What to do
In the passage on Professor A. Dońda below, write out word for word the part from "2.8. Main Achievements" up to and including "146–47 and 156).".

Reading text
▼

2.8. Main Achievements

  • Formulation of the so-called Dońda’s law (PAD, pp. 138–39).
  • Formulation of the MEIE Principle (PAD, p. 149).
  • Experimental verification of the MEIE Principle and determination of the mass of a bit (PAD, pp. 146–47 and 156).
  • Definition of the limit for the accretion of knowledge (PAD, p. 149).
  • Specification of the critical mass of information (PAD, p. 148).
  • Methodology and theory of creation.
  • Theory of being whose initial premise and fundamental category is the concept of error.

3. Professor A. Dońda as a Science-Fiction Novella

Is PAD a science fiction novella? The answer can only be affirmative, as the novella displays the essential traits of this literary genre. Let us accept the view of science fiction narration as presented by Istvan Csicsery-Ronay in his The Seven Beauties of Science Fiction (Csicsery-Ronay 2012). Following Csicsery-Ronay, a science fiction narration is “a particular, recognisable mode of thought and art”, and “this mode is a constellation of diverse intellectual and emotional interests and responses that are particularly active in an age of restless technological transformation” (Csicsery-Ronay 2012, pp. 17–18). He considers seven such categories: fictive neology, fictive novums, future history, imaginary science, the science-fictional sublime, the science-fictional grotesque, and the Technologiade. All of these categories are present in PAD. As a point of reference for the detailed presentation of each of these categories, we direct the reader to Csicsery-Ronay’s book. In the following section, we will attempt to uncover their presence in PAD5.

▲

Dataset section
▼

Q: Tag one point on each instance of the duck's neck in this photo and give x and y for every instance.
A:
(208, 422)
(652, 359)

▲

Written response
2.8. Main Achievements

  • Formulation of the so-called Dońda’s law (PAD, pp. 138–39).
  • Formulation of the MEIE Principle (PAD, p. 149).
  • Experimental verification of the MEIE Principle and determination of the mass of a bit (PAD, pp. 146–47 and 156).